BEGIN Data section
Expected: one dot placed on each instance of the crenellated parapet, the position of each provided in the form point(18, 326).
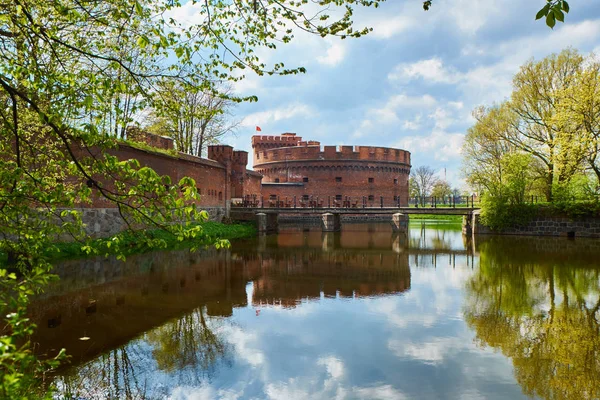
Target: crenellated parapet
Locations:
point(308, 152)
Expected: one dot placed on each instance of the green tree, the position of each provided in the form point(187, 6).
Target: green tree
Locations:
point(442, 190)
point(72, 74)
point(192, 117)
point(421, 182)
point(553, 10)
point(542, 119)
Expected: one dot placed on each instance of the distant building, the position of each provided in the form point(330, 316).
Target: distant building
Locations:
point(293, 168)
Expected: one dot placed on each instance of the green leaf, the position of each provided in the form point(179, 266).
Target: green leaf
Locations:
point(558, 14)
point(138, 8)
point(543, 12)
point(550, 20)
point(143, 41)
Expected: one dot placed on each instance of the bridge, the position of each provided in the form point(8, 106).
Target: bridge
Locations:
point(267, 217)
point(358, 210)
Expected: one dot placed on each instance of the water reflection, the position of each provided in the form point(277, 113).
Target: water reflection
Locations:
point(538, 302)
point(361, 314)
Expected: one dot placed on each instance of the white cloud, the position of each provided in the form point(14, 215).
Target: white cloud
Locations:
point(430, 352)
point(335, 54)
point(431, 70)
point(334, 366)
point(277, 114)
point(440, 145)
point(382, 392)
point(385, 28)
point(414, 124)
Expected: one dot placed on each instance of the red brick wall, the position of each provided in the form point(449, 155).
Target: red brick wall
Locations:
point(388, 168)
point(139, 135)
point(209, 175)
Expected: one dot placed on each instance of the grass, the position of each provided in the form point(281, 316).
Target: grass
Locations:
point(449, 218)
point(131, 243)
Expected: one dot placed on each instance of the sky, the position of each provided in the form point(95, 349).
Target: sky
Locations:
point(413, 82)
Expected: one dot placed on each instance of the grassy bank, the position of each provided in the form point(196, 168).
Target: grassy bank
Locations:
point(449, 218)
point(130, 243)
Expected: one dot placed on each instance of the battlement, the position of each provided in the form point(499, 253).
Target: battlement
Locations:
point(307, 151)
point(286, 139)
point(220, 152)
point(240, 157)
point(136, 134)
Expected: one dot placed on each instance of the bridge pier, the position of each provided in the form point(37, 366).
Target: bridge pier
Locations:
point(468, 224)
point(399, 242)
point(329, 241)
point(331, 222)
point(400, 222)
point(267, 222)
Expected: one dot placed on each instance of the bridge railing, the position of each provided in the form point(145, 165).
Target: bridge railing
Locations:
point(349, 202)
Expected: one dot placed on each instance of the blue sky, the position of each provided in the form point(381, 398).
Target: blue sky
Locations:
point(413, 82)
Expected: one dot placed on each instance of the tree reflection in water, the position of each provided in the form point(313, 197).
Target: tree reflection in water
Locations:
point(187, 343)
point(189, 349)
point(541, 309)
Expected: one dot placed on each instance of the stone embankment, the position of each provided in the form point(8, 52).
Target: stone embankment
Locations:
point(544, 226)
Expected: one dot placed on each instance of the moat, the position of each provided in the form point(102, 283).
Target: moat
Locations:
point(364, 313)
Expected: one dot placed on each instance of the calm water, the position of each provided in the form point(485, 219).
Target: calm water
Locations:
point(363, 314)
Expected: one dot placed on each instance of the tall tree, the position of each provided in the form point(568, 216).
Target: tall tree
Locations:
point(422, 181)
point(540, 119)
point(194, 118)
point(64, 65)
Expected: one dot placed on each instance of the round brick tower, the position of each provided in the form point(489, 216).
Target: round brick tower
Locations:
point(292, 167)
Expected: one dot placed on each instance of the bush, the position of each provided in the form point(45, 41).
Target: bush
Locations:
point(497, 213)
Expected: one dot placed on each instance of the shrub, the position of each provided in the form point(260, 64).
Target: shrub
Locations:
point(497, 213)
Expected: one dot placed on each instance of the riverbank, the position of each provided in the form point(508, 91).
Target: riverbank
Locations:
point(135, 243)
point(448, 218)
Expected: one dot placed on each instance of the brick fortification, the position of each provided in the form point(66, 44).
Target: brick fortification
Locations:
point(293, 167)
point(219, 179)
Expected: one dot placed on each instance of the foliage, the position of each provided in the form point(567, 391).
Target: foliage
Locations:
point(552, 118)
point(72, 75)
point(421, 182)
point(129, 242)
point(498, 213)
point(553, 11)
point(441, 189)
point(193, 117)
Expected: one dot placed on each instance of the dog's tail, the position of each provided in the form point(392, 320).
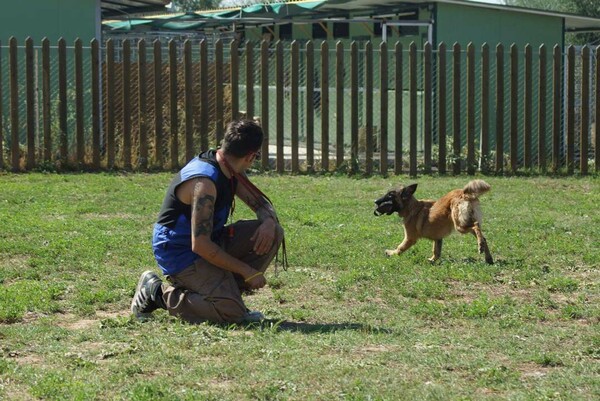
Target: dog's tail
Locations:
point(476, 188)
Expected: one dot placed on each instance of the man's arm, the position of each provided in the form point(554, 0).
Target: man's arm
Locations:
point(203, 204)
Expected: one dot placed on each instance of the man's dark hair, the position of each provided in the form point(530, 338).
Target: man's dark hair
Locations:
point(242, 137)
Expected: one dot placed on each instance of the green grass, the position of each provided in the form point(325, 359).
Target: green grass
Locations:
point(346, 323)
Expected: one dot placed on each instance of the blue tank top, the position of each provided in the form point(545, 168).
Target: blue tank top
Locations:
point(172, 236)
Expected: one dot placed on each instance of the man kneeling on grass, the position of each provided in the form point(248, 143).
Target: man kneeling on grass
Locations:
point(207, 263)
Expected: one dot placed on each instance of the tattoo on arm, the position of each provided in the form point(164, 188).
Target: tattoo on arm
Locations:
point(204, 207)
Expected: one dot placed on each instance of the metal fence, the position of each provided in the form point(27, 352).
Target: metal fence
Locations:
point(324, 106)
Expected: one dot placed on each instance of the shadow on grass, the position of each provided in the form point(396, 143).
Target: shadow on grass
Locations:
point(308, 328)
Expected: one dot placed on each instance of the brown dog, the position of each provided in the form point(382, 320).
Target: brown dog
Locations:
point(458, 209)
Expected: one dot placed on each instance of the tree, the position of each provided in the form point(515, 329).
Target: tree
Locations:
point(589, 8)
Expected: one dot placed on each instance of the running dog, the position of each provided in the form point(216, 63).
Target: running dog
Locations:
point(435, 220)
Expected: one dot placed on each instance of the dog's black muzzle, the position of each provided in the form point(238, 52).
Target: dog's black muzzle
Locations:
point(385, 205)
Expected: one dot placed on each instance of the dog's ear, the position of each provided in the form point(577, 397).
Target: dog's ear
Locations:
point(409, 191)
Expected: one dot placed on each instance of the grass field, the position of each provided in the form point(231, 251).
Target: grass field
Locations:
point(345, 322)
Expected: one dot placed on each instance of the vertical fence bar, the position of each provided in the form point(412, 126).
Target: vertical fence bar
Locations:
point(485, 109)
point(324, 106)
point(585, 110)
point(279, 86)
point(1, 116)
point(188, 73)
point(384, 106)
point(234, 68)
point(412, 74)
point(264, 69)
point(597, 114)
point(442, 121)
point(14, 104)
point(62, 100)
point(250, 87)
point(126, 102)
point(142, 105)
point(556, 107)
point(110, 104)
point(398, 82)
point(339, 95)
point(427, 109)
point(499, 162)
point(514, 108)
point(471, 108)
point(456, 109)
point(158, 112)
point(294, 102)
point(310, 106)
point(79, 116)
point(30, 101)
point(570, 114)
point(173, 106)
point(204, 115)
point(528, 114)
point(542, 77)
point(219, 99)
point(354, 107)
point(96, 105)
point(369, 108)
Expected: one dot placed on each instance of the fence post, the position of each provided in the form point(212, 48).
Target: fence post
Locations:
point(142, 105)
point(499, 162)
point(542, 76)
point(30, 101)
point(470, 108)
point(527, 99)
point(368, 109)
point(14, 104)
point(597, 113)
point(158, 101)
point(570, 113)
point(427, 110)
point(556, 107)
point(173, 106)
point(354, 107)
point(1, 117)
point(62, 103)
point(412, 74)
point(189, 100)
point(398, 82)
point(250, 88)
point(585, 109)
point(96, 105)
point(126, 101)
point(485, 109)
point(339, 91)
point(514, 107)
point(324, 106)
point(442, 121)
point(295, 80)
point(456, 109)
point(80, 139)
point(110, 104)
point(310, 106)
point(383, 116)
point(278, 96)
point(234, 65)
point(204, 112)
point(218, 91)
END Data section
● **Exercise**:
Only the lines containing the string "building" are needed; pull them out of the records.

● **Answer section**:
Expected: one dot placed on each instance of the distant building, the position of each provided in the form point(330, 316).
Target: distant building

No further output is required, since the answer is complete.